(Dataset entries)
★ ★ ★

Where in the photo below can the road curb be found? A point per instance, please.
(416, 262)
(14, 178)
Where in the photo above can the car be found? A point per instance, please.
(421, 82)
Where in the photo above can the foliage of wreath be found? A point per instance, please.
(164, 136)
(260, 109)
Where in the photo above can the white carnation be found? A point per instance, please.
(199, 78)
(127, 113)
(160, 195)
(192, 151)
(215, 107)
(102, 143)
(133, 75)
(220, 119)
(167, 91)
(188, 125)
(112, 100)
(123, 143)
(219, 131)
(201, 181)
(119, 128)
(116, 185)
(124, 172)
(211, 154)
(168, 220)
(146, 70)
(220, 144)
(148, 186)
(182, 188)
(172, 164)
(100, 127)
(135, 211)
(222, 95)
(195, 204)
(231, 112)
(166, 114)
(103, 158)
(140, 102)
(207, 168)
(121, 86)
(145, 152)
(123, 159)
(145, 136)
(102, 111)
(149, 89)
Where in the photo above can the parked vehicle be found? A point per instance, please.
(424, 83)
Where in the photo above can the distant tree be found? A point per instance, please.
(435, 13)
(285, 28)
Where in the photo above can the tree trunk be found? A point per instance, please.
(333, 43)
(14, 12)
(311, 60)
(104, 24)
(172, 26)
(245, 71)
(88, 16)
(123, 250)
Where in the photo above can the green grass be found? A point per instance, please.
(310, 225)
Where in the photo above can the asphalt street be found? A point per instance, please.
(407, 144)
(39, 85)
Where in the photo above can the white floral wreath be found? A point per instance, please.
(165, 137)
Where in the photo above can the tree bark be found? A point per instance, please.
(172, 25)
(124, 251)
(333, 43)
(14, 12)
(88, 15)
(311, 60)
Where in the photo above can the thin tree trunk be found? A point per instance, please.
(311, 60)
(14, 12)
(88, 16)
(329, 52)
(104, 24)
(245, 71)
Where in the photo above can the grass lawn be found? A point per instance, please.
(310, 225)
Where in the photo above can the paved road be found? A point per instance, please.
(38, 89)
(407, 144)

★ ★ ★

**Your instructions**:
From the first line to the last, return the data above exactly.

**Written solution**:
Where in the photo below can the road curb be found? A point per instance, please.
(416, 262)
(14, 178)
Where in the photo above can the car be found? A point per instance, please.
(421, 82)
Where in the photo above can the foliage of wreath be found? A point per instance, please.
(164, 136)
(260, 109)
Where in the photo above can the white carnation be found? A point per instance, please.
(199, 78)
(127, 113)
(160, 195)
(192, 151)
(215, 107)
(102, 143)
(133, 75)
(220, 119)
(167, 91)
(188, 125)
(112, 100)
(123, 143)
(219, 131)
(201, 181)
(119, 128)
(116, 185)
(124, 172)
(211, 154)
(168, 220)
(146, 70)
(220, 144)
(148, 186)
(182, 188)
(172, 164)
(100, 127)
(135, 211)
(222, 95)
(195, 204)
(231, 112)
(166, 114)
(103, 158)
(140, 102)
(207, 168)
(121, 86)
(145, 152)
(123, 159)
(145, 136)
(102, 111)
(149, 89)
Where in the photo above can the parked vehicle be found? A point per instance, please.
(424, 83)
Where in the photo above can the distant tree be found? A point per instance, please.
(435, 13)
(285, 28)
Where in the photo above can the tree trunk be found? A point per instance, please.
(333, 43)
(14, 12)
(311, 60)
(104, 24)
(172, 26)
(245, 71)
(88, 16)
(123, 250)
Where in the photo above can the green grass be found? A point per instance, please.
(310, 225)
Where in the photo above can the asphalt street be found? A point per instance, please.
(407, 144)
(39, 85)
Where in the photo above can the white floral wreath be found? A point per instance, please.
(165, 137)
Where in the photo above can the tree bark be found? A point per instance, please.
(172, 25)
(124, 251)
(333, 43)
(14, 12)
(88, 15)
(311, 60)
Where in the photo above can the thin tree trunk be found? A point per instance, please.
(311, 60)
(14, 12)
(88, 16)
(329, 52)
(104, 24)
(245, 71)
Where in the photo above can the grass lawn be found? A point per instance, please.
(310, 225)
Where in the photo above can the paved road be found? A point per instance, please.
(38, 89)
(407, 144)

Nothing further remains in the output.